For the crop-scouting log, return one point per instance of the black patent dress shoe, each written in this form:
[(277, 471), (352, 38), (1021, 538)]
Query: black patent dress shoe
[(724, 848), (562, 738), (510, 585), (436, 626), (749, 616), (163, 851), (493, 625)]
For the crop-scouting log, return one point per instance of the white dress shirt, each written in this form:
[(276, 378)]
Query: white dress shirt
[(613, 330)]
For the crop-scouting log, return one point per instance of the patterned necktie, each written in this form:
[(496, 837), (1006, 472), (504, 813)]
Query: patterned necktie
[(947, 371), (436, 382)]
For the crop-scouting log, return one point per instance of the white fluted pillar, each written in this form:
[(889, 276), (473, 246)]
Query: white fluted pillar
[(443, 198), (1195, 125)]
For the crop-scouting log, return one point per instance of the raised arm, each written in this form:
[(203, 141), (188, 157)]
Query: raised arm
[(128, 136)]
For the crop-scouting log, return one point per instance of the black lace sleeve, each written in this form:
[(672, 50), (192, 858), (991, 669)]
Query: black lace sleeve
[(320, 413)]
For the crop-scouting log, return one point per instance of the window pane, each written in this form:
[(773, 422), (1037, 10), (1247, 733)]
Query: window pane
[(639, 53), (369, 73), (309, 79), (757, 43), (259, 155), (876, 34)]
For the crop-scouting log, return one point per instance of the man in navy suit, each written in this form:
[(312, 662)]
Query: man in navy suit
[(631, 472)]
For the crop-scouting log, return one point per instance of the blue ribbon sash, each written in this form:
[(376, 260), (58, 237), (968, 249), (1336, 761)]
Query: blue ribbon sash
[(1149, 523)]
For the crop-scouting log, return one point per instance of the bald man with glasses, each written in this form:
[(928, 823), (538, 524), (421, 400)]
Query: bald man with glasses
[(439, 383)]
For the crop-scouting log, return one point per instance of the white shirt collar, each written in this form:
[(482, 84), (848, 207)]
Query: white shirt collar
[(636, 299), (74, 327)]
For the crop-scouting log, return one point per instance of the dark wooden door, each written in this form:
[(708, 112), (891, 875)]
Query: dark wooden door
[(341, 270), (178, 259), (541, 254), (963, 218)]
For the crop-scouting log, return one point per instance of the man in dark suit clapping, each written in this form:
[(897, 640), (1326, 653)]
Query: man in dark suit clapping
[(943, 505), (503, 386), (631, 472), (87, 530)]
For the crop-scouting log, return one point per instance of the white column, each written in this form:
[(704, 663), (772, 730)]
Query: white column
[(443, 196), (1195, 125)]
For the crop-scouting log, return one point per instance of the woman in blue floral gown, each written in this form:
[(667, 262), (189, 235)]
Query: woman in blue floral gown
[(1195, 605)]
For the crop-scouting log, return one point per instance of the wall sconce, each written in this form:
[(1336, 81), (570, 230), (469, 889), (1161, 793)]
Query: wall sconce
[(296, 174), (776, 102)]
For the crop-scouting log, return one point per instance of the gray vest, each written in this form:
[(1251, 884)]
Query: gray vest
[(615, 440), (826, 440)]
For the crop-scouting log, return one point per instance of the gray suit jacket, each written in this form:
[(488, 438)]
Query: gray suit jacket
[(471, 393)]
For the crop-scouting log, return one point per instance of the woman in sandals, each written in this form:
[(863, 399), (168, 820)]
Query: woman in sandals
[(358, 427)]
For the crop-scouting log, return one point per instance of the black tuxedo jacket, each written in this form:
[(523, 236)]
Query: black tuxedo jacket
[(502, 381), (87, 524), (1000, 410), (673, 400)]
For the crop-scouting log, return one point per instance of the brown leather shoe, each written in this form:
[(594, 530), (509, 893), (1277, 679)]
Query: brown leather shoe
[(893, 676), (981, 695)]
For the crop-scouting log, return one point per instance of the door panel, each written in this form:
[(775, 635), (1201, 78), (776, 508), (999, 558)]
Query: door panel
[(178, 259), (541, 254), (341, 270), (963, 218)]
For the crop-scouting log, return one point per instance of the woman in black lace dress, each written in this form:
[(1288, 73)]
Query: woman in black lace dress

* * *

**TASK**
Each entry in the data should be restated exactly as it was written.

**PROBLEM SOLUTION**
For the crop-scouting log, return one point per instance of the black patent dress shoe, each written in this form:
[(277, 471), (352, 38), (1021, 538)]
Query: black patent dress shoe
[(724, 848), (562, 738), (510, 585), (436, 626), (749, 616), (163, 851), (493, 625)]
For the crop-scouting log, return one point per instance of the white dress shirt, each written in this form:
[(276, 378)]
Query: white dress shirt
[(613, 330)]
For the crop-scouting log, return one point per instance of the patterned necktie, each written in this form:
[(496, 837), (1006, 472), (504, 813)]
Query: patterned necktie
[(947, 371), (436, 382)]
For the crop-scouting log, return one point per instance of the white fluted pillar, each written in this form:
[(889, 276), (473, 246)]
Query: white fluted pillar
[(443, 198), (1195, 125)]
For the crop-scouting log, return one point per instance of the raised arm, each written in this form:
[(203, 141), (188, 157)]
Query: raised arm
[(128, 136)]
For the crop-scouting log, return one point per instance of the black lace sleeve, each written in this form:
[(672, 50), (192, 858), (991, 669)]
Query: black lace sleeve
[(320, 413)]
For the crop-scouting log, return one point per instance of the window pane, each written in this form:
[(773, 422), (1037, 10), (1247, 733)]
Query: window pane
[(639, 53), (369, 73), (309, 79), (757, 43), (259, 155), (876, 34)]
For the crop-scouting log, return one point per instance of the man in navy suit, each written in this form:
[(312, 662)]
Query: man in navy suit
[(631, 472)]
For the crop-scouting log, return one point per instance of the blue ribbon sash, each written in this form:
[(376, 260), (58, 237), (968, 249), (1336, 761)]
Query: blue ribbon sash
[(1149, 523)]
For the crop-scouting log, return one point per instance of the bald man with glasses, each written in this form:
[(928, 823), (538, 524), (421, 400)]
Query: bald man with glasses
[(439, 383)]
For the crop-scouting log, return one point per instance of the white shirt collar, each written in this form:
[(482, 84), (848, 207)]
Query: white shirt collar
[(636, 299), (74, 327)]
For the crop-scouting log, return one point per instance of the dark wooden door, each written in this form:
[(708, 112), (891, 875)]
Query: dark wooden door
[(341, 270), (178, 259), (541, 254), (963, 218)]
For the crop-scouting log, return one point per instance of the man in dark suit clapping, each written in this form:
[(897, 640), (1326, 653)]
Query: man in dark suit clapping
[(943, 505), (503, 386), (631, 472), (87, 530)]
For the crop-scouting log, return one point per instance of the white column, each written in this form:
[(704, 663), (772, 730)]
Query: white column
[(443, 196), (1195, 125)]
For the crop-scouting log, return one point per instance of the woman in blue floral gown, each written in this form:
[(667, 262), (189, 235)]
Query: woman in blue floral gown
[(1195, 605)]
For the crop-scouting log, return one point per instance of the wall sconce, each written in this form:
[(1336, 81), (570, 230), (469, 889), (1161, 793)]
Query: wall sconce
[(296, 174), (776, 102)]
For the crop-scouting log, return one point per instance of the gray vest, each written in this form:
[(1251, 884)]
Query: gray vest
[(615, 440), (826, 440)]
For the crop-scouting log, return one point per instance of the gray suit jacket, each written in this form:
[(488, 438)]
Query: gray suit jacket
[(471, 393)]
For the crop-scouting log, return one point per instance of the woman in sandals, each written in this form:
[(863, 399), (168, 820)]
Query: woman in sandals
[(358, 427)]
For the crop-scouting log, return one point per instance of the black tuxedo jacket, each written in this form:
[(523, 236)]
Query: black tuxedo jacket
[(502, 381), (87, 524), (1000, 410), (673, 400)]
For the crop-scouting log, return one point per instance of the brown leather shoe, each written in this form:
[(594, 530), (509, 893), (1277, 679)]
Query: brown leather shoe
[(893, 676), (981, 695)]
For the crop-scouting log, return one point per instance of the door panel, each written in this form:
[(775, 635), (1201, 78), (776, 508), (999, 558)]
Query: door panel
[(178, 259), (541, 254), (341, 270), (963, 218)]
For the crop-scouting log, return one point per instance of the woman in black lace dress, each written in this form:
[(1288, 73)]
Query: woman in black lace dress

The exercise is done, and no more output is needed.